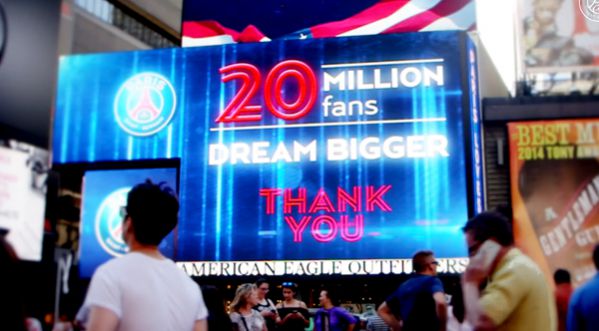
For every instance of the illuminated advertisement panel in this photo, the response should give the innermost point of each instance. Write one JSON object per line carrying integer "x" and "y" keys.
{"x": 104, "y": 194}
{"x": 341, "y": 155}
{"x": 555, "y": 193}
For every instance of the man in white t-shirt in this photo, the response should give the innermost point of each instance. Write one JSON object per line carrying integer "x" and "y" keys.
{"x": 143, "y": 290}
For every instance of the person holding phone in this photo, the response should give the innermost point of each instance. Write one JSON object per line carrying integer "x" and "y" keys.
{"x": 419, "y": 303}
{"x": 517, "y": 296}
{"x": 293, "y": 313}
{"x": 265, "y": 306}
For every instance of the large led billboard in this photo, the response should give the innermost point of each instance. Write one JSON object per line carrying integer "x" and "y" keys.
{"x": 341, "y": 155}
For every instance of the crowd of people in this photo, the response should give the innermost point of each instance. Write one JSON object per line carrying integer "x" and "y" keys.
{"x": 501, "y": 288}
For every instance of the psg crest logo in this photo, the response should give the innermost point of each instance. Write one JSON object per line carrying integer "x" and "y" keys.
{"x": 109, "y": 223}
{"x": 145, "y": 104}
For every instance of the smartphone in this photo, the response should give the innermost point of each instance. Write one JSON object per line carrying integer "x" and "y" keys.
{"x": 487, "y": 253}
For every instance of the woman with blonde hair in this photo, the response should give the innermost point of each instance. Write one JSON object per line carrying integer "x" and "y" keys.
{"x": 242, "y": 315}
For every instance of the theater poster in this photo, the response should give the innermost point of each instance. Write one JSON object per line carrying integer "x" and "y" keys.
{"x": 555, "y": 192}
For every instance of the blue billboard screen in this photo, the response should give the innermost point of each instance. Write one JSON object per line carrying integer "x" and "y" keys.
{"x": 323, "y": 149}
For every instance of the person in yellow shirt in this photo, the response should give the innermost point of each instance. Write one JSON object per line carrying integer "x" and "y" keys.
{"x": 517, "y": 296}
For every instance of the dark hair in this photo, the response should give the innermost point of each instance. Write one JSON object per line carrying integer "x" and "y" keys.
{"x": 290, "y": 285}
{"x": 419, "y": 262}
{"x": 218, "y": 319}
{"x": 490, "y": 225}
{"x": 153, "y": 209}
{"x": 261, "y": 281}
{"x": 561, "y": 276}
{"x": 332, "y": 295}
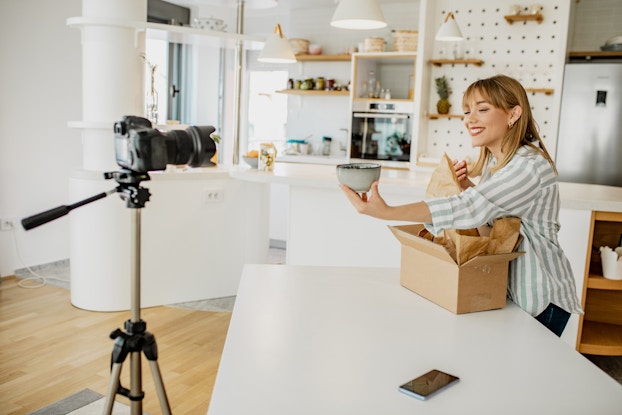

# # # #

Goal:
Please change "innermost point" to "central point" everywhere in the lines above and keep all else the same. Leave the pictures out of your answer.

Complete output:
For every instance of the illuminated advertisement panel in this photo, the response should give the central point of each instance. Write one JSON object per line carrying integer "x" and "y" keys.
{"x": 104, "y": 194}
{"x": 341, "y": 155}
{"x": 555, "y": 193}
For every instance of the man in white t-shirt in this photo, the response should give the central point of each instance. Write one JSON object per line carrying integer "x" and "y" keys.
{"x": 143, "y": 290}
For every instance of the person holding phone in this photo, the response should give the central point of each instance. Write one JSON object per line carrying integer "x" and "y" keys.
{"x": 419, "y": 303}
{"x": 517, "y": 296}
{"x": 293, "y": 313}
{"x": 265, "y": 306}
For every instance of the large led billboard in this photo, the response should give the central point of each instance. Write one JSON object per line carrying integer "x" and "y" keys.
{"x": 341, "y": 155}
For every instance of the crowd of people in this photo, the response should give the central point of each instance. Write one JSON object per line carrying integer "x" and "y" keys.
{"x": 501, "y": 288}
For every instance of the psg crest logo in this photo, the response should give the central point of each instance. Write one JSON object per line carrying integer "x" and "y" keys.
{"x": 109, "y": 223}
{"x": 145, "y": 104}
For every instance of the smartphone in this photo, the response should give the central point of each instance. Write one JSON object per line carrying integer "x" and "y" keys.
{"x": 487, "y": 253}
For every instance of the woman with blonde hair in this photo, the response should give the central point of each instance. Write one JSON object per line carrying integer "x" and "y" keys.
{"x": 242, "y": 315}
For every instance of the theater poster in this photo, the response should give the central point of each instance. Write one JSON object per line carrying integer "x" and "y" keys.
{"x": 555, "y": 192}
For every instance of the blue billboard screen in this photo, the response should give the central point of each instance. Write one JSON object per line carrying integer "x" and "y" keys.
{"x": 323, "y": 149}
For every instance of the person in yellow shirt in this photo, the response should give the central point of each instance. Write one JSON object per line carrying integer "x" and "y" keys.
{"x": 517, "y": 296}
For every instance of the dark hair in this photo, the response should give the central point of each instance. Write one JSON object per line carrying integer "x" and "y" keys.
{"x": 290, "y": 285}
{"x": 419, "y": 262}
{"x": 218, "y": 319}
{"x": 490, "y": 225}
{"x": 153, "y": 209}
{"x": 261, "y": 281}
{"x": 561, "y": 276}
{"x": 332, "y": 295}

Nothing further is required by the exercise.